>> begin
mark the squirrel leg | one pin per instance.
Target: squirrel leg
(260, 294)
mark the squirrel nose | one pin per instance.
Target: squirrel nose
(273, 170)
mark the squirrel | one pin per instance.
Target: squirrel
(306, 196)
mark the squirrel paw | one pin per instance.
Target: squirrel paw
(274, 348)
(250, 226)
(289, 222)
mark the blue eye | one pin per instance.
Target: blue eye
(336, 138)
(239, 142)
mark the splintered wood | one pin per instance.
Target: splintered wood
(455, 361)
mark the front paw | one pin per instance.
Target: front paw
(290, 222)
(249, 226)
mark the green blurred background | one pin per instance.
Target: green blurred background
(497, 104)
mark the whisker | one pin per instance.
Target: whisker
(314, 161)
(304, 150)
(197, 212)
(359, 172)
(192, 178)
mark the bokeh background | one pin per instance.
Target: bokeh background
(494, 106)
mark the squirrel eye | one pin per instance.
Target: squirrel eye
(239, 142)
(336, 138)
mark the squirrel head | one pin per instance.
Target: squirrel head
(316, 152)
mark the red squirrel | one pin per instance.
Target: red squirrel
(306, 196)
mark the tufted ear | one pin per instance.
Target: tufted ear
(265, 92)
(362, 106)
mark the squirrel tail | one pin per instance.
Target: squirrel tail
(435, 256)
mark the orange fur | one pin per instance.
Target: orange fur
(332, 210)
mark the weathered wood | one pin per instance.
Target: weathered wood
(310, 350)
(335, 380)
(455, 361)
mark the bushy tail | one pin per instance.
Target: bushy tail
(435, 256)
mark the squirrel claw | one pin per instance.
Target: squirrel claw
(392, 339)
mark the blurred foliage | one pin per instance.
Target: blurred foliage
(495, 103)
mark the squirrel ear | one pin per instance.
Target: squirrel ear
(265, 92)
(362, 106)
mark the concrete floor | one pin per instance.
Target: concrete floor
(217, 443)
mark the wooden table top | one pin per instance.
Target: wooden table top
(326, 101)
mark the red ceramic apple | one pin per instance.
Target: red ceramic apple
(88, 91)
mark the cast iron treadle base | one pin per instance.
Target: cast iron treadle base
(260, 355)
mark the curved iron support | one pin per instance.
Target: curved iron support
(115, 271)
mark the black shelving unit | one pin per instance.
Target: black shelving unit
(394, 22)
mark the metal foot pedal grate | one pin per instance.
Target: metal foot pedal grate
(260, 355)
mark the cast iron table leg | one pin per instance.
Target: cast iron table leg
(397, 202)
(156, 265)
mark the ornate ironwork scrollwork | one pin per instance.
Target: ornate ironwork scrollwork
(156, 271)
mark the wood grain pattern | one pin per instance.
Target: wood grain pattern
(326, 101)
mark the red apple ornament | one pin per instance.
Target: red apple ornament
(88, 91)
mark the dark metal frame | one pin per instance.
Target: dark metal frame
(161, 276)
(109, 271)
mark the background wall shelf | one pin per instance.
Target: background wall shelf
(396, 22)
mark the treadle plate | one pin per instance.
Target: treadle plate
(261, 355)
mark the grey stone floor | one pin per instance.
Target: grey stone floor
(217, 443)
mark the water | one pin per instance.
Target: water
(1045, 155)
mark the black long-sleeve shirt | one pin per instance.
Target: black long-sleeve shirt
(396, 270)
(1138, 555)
>> end
> Exercise instructions
Extract, exactly, the lines above that begin at the line containing "mark the bushy tail | one pin per instance." and end at the final line of the records; add no other text.

> Answer to this problem
mark the bushy tail | one pin per instance.
Target: bushy tail
(435, 256)
mark the squirrel claw | one pin per instance.
Target: squirrel claw
(392, 339)
mark the blurred foliage | one pin per instance.
Target: blurred foliage
(495, 103)
mark the squirrel ear | one pin per instance.
Target: squirrel ear
(265, 92)
(362, 106)
mark the concrete floor | one pin per instance.
Target: concrete floor
(217, 443)
mark the wooden table top | one pin per instance.
Target: wooden table top
(326, 101)
mark the red ceramic apple | one pin per instance.
Target: red ceramic apple
(88, 91)
mark the cast iron treadle base | one pin per instance.
Target: cast iron treadle base
(260, 355)
mark the curved iron support | one pin per instance.
Target: curved iron support
(115, 271)
mark the black shelving unit | one pin per instance.
Target: black shelving unit
(394, 22)
mark the metal foot pedal grate | one pin per instance.
Target: metal foot pedal grate
(260, 355)
mark the cast iron table leg | one pin per instance.
Target: cast iron table leg
(397, 202)
(156, 265)
mark the ornate ironwork scrollwork | one pin per instance.
Target: ornate ironwork scrollwork
(156, 271)
mark the wood grain pattern | one pin per instance.
Target: wood grain pattern
(326, 101)
mark the red apple ornament | one pin per instance.
Target: red apple ornament
(88, 91)
mark the dark metal frame | one pin per instance.
Target: dark metal frame
(161, 276)
(109, 271)
mark the background wall shelf | one pin per instance.
Target: background wall shelf
(396, 22)
mark the treadle plate | one pin per instance.
Target: treadle plate
(261, 355)
mark the grey stone floor | one pin per instance.
Target: grey stone floor
(217, 443)
mark the water | one pin per instance.
Target: water
(1045, 155)
mark the black long-sleeve shirt | one pin per instance.
Target: black long-sleeve shirt
(396, 270)
(1138, 555)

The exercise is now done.